QUELLTEXT:
= = =

Bild: Künftig werden mehr davon einfahren: Ein Schiff liefert Flüssiggas in d…
Berlin Warschau taz | Es war eine [1][ziemliche Sensation], die Robert
Habeck am Dienstagnachmittag in Warschau eher beiläufig verkündete:
Deutschland habe die Ölimporte aus Russland in den letzten Wochen bereits
von 35 auf 12 Prozent des Gesamtbedarfs gesenkt, sagte der grüne
Wirtschaftsminister. Die Importe per Schiff seien bereits komplett gestoppt
worden, lediglich die ostdeutsche Raffinerie in Schwedt werde derzeit noch
über die Pipeline „Druschba“ (deutsch: Freundschaft) mit russischem Öl
versorgt.
Dieses zu ersetzen sei „die letzte Aufgabe, die noch im Weg steht“ auf dem
Weg zur Unabhängigkeit von russischem Öl. Und das soll offenbar deutlich
schneller gehen als bisher gedacht. „Dafür eine Lösung zu entwickeln ist
die Aufgabe der nächsten Tage“, sagte Habeck. Er gehe davon aus, dass es
sich tatsächlich nur um Tage handele. Dabei dürfte Polen eine wichtige
Rolle spielen.

= = =

BEREITGESTELLTE DATEN:
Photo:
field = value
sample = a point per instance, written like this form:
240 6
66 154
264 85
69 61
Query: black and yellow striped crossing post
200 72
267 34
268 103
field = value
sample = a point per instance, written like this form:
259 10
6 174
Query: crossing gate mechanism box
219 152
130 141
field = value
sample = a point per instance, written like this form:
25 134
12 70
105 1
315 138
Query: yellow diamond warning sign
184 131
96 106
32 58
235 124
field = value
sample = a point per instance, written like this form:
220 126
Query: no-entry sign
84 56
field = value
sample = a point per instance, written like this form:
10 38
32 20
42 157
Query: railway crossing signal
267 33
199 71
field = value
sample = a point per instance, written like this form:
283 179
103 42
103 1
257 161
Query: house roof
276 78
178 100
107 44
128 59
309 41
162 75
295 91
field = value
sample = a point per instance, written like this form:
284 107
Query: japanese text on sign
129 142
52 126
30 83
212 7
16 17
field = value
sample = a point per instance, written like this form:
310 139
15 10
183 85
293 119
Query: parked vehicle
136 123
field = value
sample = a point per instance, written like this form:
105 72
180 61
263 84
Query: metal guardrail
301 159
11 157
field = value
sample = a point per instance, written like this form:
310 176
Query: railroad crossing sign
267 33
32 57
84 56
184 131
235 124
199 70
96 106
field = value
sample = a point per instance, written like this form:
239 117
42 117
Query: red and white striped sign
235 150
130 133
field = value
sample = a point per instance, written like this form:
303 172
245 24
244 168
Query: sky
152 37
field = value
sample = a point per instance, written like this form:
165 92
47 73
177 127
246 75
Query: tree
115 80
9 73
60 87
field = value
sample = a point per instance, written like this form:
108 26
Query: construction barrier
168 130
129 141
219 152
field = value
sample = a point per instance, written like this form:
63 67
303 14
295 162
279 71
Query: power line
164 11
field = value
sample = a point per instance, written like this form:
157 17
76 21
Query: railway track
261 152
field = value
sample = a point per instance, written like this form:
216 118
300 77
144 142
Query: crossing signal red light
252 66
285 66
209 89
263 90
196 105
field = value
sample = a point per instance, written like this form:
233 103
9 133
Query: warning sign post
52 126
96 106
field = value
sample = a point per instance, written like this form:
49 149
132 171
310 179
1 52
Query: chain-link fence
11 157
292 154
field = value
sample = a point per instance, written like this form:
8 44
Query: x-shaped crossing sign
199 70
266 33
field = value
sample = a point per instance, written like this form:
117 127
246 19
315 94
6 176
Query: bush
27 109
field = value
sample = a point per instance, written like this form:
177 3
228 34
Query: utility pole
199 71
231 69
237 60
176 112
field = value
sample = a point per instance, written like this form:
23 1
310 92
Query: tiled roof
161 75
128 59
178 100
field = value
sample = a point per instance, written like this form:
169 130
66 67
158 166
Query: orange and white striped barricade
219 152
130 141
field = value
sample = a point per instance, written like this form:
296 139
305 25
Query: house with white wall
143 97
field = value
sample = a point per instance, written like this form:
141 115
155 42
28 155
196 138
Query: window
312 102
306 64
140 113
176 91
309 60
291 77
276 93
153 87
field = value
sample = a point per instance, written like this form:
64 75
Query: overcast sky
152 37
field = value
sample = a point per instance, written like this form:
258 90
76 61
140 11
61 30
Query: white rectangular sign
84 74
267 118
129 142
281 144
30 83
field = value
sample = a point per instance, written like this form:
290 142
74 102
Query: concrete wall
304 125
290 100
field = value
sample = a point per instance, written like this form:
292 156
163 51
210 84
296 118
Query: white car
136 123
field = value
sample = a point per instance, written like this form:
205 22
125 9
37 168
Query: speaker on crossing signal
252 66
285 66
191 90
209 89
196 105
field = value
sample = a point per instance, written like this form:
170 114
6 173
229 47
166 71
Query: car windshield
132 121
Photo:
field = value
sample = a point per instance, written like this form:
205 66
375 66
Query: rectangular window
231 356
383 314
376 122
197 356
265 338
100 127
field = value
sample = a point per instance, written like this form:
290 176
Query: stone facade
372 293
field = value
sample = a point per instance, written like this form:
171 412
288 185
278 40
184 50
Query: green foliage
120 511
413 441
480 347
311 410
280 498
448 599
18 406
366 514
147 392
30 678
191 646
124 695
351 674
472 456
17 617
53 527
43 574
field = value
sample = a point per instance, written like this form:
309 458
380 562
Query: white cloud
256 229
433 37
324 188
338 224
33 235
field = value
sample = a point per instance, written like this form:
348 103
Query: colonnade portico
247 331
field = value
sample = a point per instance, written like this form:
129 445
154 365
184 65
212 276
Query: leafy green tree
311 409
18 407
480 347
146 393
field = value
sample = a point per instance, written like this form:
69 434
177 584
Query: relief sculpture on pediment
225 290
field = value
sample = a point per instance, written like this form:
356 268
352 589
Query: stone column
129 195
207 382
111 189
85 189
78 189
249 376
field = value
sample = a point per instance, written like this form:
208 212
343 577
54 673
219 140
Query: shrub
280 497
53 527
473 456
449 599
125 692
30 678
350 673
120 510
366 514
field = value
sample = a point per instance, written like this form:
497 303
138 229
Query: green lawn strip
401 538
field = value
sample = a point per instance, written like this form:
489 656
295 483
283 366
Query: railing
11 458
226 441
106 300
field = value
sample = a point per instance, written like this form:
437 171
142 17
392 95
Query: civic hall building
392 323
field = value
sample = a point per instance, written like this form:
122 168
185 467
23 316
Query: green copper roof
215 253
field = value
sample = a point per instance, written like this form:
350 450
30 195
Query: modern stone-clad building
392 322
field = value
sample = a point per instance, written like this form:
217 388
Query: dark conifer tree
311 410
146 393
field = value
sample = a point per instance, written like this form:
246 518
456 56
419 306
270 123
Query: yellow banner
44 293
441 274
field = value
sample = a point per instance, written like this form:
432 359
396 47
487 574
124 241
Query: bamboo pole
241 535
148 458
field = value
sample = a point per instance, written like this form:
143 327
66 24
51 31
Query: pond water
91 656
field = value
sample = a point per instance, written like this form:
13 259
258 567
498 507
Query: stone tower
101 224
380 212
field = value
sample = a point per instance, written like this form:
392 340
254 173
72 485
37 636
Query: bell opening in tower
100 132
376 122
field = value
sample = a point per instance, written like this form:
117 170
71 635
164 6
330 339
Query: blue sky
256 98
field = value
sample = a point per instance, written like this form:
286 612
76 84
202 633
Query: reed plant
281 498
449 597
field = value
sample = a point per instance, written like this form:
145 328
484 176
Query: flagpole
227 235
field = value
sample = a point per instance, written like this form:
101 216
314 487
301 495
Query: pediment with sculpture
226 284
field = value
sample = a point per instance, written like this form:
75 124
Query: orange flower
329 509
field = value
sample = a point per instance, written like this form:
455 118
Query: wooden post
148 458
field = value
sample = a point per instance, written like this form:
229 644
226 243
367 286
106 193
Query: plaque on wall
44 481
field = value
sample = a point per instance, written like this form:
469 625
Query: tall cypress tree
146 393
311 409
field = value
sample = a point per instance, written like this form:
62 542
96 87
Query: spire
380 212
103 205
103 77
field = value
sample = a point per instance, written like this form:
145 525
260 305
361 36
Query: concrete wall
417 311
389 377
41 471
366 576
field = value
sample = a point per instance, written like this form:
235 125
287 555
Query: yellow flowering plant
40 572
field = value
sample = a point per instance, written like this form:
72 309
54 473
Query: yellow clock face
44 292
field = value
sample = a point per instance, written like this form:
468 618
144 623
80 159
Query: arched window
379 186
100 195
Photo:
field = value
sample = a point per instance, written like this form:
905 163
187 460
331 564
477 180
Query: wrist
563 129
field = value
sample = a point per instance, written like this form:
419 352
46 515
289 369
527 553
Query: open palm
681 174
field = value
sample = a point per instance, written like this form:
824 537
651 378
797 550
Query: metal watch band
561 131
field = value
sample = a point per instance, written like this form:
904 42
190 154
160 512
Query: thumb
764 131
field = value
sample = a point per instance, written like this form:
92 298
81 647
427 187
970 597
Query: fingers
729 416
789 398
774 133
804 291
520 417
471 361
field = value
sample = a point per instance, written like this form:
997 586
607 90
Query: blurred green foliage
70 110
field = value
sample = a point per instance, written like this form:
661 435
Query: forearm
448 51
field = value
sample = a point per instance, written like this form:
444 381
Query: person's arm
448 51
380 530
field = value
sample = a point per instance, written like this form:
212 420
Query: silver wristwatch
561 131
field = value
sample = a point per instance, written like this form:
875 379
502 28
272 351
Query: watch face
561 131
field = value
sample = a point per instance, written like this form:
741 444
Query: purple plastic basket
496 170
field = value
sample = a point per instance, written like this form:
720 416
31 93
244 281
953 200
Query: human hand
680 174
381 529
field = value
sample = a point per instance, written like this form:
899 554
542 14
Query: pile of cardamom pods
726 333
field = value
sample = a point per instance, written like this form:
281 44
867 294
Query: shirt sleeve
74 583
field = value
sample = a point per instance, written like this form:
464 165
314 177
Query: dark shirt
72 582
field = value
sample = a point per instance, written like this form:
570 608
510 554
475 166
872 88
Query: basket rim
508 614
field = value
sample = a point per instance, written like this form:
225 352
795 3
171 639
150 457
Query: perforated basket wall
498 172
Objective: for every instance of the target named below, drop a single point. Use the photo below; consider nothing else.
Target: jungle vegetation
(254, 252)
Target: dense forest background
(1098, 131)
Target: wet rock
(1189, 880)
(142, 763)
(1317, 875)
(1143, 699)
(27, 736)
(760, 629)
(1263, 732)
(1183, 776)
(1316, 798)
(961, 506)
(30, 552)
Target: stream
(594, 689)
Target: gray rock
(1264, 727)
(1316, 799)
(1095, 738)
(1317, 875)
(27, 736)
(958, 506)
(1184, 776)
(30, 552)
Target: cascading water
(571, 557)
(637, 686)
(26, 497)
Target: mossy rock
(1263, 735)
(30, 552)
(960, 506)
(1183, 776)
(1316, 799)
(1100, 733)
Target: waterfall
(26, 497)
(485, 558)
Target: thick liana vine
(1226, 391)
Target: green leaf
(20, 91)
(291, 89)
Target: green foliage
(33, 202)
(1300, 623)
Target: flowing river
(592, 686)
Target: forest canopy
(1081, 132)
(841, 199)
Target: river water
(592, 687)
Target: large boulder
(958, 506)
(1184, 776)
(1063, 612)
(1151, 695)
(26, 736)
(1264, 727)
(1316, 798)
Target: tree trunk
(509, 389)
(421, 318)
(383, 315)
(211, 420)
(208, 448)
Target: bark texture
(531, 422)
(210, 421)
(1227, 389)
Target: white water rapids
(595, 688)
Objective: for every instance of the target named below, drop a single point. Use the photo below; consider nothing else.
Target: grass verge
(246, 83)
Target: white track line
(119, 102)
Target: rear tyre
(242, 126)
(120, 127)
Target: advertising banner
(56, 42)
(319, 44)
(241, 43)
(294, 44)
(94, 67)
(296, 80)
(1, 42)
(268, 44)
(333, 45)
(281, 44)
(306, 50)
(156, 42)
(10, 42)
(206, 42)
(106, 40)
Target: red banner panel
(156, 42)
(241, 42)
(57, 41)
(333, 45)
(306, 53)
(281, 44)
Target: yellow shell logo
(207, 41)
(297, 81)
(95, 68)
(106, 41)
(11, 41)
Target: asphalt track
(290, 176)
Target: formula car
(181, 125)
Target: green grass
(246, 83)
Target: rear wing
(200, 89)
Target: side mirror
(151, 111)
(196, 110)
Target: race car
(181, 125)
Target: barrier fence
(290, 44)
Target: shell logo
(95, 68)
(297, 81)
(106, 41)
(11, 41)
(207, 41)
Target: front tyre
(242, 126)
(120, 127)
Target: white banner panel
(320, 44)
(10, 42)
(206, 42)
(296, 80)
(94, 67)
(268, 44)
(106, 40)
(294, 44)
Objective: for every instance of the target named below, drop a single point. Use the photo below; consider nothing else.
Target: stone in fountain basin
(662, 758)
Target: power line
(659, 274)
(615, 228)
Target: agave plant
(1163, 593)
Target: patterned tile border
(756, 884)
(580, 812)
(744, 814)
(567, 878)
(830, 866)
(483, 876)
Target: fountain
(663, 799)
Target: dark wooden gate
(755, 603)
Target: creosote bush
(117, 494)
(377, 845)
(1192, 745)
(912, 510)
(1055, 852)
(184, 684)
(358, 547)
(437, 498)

= = =

TEILAUFGABEN:
1. Auf welchen Anteil am Gesamtbedarf hat Deutschland laut dem Text über die russischen Ölimporte diese Importe in den letzten Wochen gesenkt?
2. Knüpfe an den letzten Satz des Textes über die russischen Ölimporte an und schreibe ihn weiter.
Die Einträge stammen aus einer anderen Quelle als der Text über die russischen Ölimporte.

ERWARTETE LÖSUNGEN:
1. Auf 12 Prozent des Gesamtbedarfs, zuvor waren es 35 Prozent.

2.
Denn das Land verfügt über eine Pipeline, die von der Ostseestadt Danzig
(Gdańsk) zur Druschba-Pipeline führt, die Russland und Deutschland
verbindet. Durch diese Pipeline könnte Öl, das per Tanker nach Danzig
geschafft wird, nach Schwedt transportiert werden. Zusammen mit Lieferungen
durch eine weitere Pipeline aus Rostock könnte der Betrieb der Raffinerie,
die Berlin, Brandenburg und Teile von Polen mit Benzin- und Ölprodukten
versorgt, auch ohne russisches Öl weitgehend aufrechterhalten werden, hatte
zuvor bereits eine Studie im Auftrag von Greenpeace gezeigt.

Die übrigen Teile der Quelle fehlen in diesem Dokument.